-- GIVEN TASK --
Repeat every one of the following lines word for word, leaving nothing out and changing nothing.
-- begin GIVEN ENTRIES --
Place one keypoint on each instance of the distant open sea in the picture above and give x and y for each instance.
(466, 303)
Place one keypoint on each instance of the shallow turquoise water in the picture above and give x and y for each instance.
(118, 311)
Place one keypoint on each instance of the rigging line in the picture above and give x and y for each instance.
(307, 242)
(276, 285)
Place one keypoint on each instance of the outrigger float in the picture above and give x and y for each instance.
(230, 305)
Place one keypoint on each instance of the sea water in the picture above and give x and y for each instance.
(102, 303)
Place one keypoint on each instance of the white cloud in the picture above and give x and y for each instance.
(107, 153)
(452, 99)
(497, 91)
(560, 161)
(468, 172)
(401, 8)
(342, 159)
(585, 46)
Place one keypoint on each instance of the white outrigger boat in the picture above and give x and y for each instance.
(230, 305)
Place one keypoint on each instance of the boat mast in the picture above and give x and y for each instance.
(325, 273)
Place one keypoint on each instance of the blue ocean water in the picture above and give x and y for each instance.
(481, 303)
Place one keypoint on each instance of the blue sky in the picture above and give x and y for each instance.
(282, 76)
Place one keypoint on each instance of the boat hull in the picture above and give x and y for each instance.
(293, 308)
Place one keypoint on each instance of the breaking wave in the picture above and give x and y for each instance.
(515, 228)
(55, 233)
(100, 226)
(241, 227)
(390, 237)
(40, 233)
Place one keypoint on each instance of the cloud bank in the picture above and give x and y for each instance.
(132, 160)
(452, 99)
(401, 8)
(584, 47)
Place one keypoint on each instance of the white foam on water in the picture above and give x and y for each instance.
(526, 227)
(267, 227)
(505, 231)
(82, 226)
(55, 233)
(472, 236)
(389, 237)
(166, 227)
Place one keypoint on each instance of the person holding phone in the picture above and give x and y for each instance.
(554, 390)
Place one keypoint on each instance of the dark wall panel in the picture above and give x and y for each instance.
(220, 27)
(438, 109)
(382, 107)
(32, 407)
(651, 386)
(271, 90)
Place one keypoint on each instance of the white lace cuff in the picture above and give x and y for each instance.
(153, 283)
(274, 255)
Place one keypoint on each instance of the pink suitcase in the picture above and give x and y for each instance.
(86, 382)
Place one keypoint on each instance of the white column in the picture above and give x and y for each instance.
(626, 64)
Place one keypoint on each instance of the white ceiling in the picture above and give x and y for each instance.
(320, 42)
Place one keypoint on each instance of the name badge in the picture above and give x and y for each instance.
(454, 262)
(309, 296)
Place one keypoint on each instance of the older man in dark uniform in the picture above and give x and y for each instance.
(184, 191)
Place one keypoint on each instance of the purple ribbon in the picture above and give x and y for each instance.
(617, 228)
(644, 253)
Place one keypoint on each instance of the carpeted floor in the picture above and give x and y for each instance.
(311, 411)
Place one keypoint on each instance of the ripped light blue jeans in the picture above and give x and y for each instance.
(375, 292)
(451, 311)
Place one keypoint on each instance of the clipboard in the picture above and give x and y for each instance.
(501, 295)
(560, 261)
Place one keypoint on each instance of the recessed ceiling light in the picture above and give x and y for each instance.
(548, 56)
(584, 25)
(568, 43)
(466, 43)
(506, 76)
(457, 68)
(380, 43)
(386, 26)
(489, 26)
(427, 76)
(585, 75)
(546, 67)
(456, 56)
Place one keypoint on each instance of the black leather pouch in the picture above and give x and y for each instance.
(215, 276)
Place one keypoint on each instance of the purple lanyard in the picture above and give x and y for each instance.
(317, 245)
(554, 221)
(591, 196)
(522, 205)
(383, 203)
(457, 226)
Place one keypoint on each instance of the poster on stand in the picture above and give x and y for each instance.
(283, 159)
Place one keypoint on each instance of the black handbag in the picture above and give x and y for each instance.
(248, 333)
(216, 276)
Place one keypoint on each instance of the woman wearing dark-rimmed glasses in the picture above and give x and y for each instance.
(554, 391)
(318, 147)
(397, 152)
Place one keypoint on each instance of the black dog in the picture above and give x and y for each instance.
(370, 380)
-- end GIVEN ENTRIES --
-- EXERCISE ANSWER --
Place one keypoint on each instance of the distant open sea in the picture above and give x and y for each instance.
(466, 303)
Place one keypoint on each instance of the shallow turquoise water in the picture above and give x and y for each instance.
(118, 311)
Place one keypoint on each instance of the rigging line in the picture above and give x and y for each instance.
(307, 242)
(276, 285)
Place one keypoint on each instance of the outrigger float in the picture above and give x and y for each instance.
(230, 305)
Place one keypoint on each instance of the sea water in the picture above and give x and y for each instance.
(102, 303)
Place one keypoint on each instance of the white cloud in the picture above and give x and y for each instance.
(107, 153)
(452, 99)
(497, 91)
(560, 161)
(468, 172)
(401, 8)
(342, 159)
(585, 46)
Place one keypoint on each instance of the white outrigger boat in the picture above and give x and y for each instance.
(230, 305)
Place one keypoint on each instance of the boat mast in the picture above and give x and y for each instance.
(325, 273)
Place one keypoint on each instance of the blue ocean water in the picture above and give x and y for each instance.
(481, 303)
Place one keypoint on each instance of the blue sky in the picture above and give x and y for each instance.
(282, 76)
Place one keypoint on each instance of the boat hull in the picture above and give x and y for each instance.
(293, 308)
Place one keypoint on each instance of the breaking wave in the picture above and give x and y for each instance.
(515, 228)
(55, 233)
(100, 226)
(241, 227)
(390, 237)
(40, 233)
Place one keypoint on each instance of the cloud bank in the picture above and give x and y for each instance.
(132, 160)
(452, 99)
(401, 8)
(584, 47)
Place one keypoint on each instance of the white foam on water in the picture above and give x and y for each instance.
(526, 227)
(267, 227)
(505, 231)
(82, 226)
(55, 233)
(472, 236)
(389, 237)
(166, 227)
Place one keypoint on each instance of the person holding phone in the picture above and give x and y for each instance.
(554, 390)
Place one keypoint on each instance of the dark wall panel in the picture above and give x and y for each instance.
(220, 27)
(438, 109)
(382, 107)
(32, 407)
(651, 386)
(271, 90)
Place one keypoint on each instance of the white lace cuff in the picture above and give x and y for each instance.
(153, 283)
(274, 255)
Place one keypoint on each instance of the pink suitcase in the picture above and give x and y for each instance.
(86, 382)
Place one keypoint on each instance of the white column in the picture above and give x and y for each instance.
(626, 64)
Place one keypoint on each instance of the white ceiling in the picture above and give x and y for each instance.
(320, 42)
Place one keypoint on each instance of the name badge in the picture above and give x and y for each instance.
(454, 262)
(309, 296)
Place one keypoint on each instance of the older man in dark uniform in the picture above and give x and y for each instance.
(184, 191)
Place one keypoint on each instance of the purple ribbon in the picture above and give x and y for each instance.
(617, 228)
(644, 253)
Place one keypoint on each instance of the carpeted floor in the picture above and give x and y for each instance.
(311, 411)
Place one keypoint on each instance of the ripped light blue jeans in the picture above and give x and y for each instance.
(375, 292)
(451, 311)
Place one keypoint on each instance of the clipboard in the picture above and give x and y for each instance.
(501, 295)
(560, 261)
Place one keypoint on each instance of the recessed ceiling light in the picture above and give x and y for each instance.
(548, 56)
(584, 25)
(568, 43)
(466, 43)
(506, 76)
(457, 68)
(380, 43)
(386, 26)
(489, 26)
(427, 76)
(585, 75)
(546, 67)
(456, 56)
Place one keypoint on each instance of the black leather pouch in the picture above and give x and y for each instance.
(215, 276)
Place one keypoint on each instance of the purple lanyard in the picture above and give x and y for each instance.
(317, 245)
(554, 221)
(591, 196)
(522, 205)
(383, 203)
(457, 226)
Place one keypoint on each instance of the poster on stand in the picture above and give x and y for each instance.
(283, 159)
Place one keypoint on each instance of the black handbag in the picture above and give x and y for each instance.
(248, 333)
(216, 276)
Place one keypoint on each instance of the woman wearing dark-rimmed glasses in the picture above and give x and y for each instance.
(554, 391)
(318, 147)
(397, 152)
Place one keypoint on each instance of the black dog in the picture above and give x and y for each instance.
(370, 380)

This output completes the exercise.